• Task statement:
Pull out every line of the data below that contains the word "woman", matching its case exactly.

Pointing dataset records

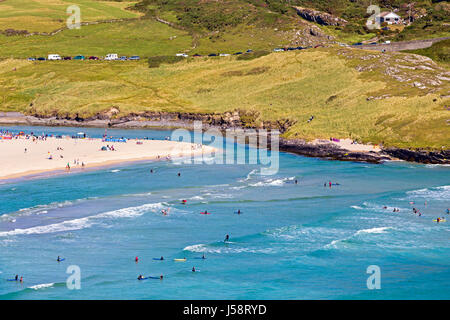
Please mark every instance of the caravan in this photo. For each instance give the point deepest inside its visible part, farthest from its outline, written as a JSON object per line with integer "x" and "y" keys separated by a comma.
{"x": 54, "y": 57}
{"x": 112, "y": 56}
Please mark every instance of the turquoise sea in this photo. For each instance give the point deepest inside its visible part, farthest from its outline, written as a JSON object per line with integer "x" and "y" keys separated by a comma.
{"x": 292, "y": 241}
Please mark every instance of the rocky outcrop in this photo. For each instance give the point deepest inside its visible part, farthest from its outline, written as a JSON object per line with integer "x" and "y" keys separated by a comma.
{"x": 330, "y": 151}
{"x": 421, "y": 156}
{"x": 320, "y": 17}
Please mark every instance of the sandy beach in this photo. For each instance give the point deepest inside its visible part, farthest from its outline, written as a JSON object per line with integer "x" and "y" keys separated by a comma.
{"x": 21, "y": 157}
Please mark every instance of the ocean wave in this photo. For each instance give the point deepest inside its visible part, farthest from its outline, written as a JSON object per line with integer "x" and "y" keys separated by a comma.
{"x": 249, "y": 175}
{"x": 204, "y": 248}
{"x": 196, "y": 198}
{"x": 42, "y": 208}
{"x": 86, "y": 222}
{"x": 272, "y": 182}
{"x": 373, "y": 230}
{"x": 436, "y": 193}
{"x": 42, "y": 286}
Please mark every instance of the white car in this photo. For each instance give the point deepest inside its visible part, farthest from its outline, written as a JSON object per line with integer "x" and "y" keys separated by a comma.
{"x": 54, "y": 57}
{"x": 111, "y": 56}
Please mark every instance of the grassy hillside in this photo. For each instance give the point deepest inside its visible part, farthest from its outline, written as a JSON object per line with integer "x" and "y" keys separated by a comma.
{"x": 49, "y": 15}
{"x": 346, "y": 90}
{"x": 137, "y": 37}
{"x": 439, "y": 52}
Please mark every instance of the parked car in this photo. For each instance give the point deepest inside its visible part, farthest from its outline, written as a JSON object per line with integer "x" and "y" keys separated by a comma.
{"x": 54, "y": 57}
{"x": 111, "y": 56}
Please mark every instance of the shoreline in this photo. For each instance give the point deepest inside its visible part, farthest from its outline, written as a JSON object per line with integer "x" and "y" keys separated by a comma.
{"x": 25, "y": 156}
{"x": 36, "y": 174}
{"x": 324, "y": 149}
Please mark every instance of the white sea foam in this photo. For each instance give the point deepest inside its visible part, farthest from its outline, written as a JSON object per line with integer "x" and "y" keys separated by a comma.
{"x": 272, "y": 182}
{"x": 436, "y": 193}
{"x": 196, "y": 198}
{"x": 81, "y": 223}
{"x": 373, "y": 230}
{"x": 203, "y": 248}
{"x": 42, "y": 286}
* * *
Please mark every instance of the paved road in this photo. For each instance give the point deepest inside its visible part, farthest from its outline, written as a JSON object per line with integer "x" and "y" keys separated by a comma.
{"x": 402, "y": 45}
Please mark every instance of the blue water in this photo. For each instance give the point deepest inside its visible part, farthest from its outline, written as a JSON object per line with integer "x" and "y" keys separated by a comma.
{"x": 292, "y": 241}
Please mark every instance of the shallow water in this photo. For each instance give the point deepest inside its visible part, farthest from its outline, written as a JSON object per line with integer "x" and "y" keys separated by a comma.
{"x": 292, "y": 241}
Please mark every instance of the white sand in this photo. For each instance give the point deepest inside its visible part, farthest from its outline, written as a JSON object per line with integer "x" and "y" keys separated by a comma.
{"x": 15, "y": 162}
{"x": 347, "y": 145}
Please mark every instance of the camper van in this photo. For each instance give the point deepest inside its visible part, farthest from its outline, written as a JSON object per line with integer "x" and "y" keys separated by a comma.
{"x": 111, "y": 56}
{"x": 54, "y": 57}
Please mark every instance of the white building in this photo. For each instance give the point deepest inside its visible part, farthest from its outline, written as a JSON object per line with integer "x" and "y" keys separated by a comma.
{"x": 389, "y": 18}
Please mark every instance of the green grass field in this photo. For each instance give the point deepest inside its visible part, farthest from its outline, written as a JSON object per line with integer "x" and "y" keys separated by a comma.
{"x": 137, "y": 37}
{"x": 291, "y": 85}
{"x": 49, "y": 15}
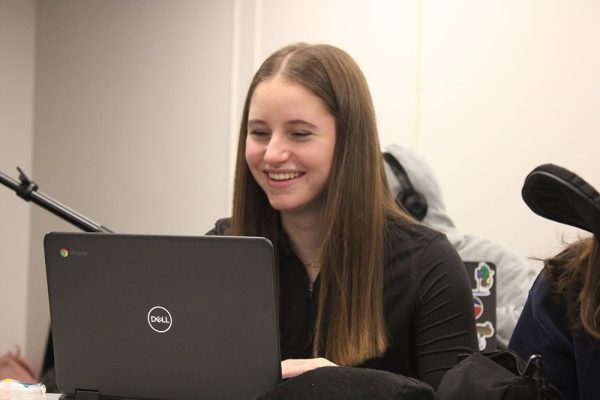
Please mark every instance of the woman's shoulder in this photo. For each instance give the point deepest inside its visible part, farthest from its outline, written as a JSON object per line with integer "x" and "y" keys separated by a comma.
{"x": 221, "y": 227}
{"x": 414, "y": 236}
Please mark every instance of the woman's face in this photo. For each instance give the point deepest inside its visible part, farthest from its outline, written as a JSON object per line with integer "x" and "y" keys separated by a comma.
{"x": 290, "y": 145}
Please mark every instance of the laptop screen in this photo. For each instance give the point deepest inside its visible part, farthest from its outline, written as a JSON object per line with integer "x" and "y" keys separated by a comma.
---
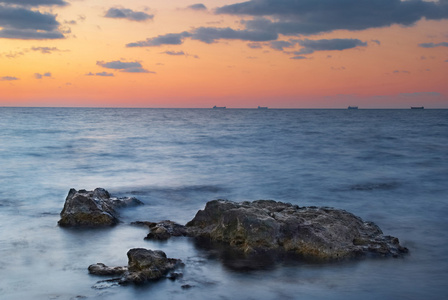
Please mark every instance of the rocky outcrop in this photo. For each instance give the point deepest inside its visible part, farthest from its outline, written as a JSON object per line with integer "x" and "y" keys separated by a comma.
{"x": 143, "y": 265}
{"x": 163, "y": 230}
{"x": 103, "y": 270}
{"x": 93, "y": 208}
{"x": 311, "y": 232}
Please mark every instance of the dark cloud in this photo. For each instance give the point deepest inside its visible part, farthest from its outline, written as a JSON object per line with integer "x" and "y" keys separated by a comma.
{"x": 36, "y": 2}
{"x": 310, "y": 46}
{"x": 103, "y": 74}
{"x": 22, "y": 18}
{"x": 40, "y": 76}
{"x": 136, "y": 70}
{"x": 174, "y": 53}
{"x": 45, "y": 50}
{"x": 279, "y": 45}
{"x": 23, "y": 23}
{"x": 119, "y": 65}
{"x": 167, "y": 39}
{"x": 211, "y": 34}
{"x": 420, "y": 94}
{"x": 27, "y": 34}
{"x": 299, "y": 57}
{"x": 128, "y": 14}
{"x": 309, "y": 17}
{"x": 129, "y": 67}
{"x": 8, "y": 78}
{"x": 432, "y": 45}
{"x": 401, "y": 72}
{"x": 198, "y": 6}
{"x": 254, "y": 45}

• Correct response:
Please mark every instance of the woman's shoulder in this photo. For each instance give the point deepest inside its visible part, farthest from its outline, written as a JSON object per line with integer "x" and "y" keys separated by a comma.
Please mark every instance of the woman's face in this photo. For each instance give the point deepest inside its visible part, farthest from its outline, written as a JSON object per line with integer "x" and "y" keys separated by a comma.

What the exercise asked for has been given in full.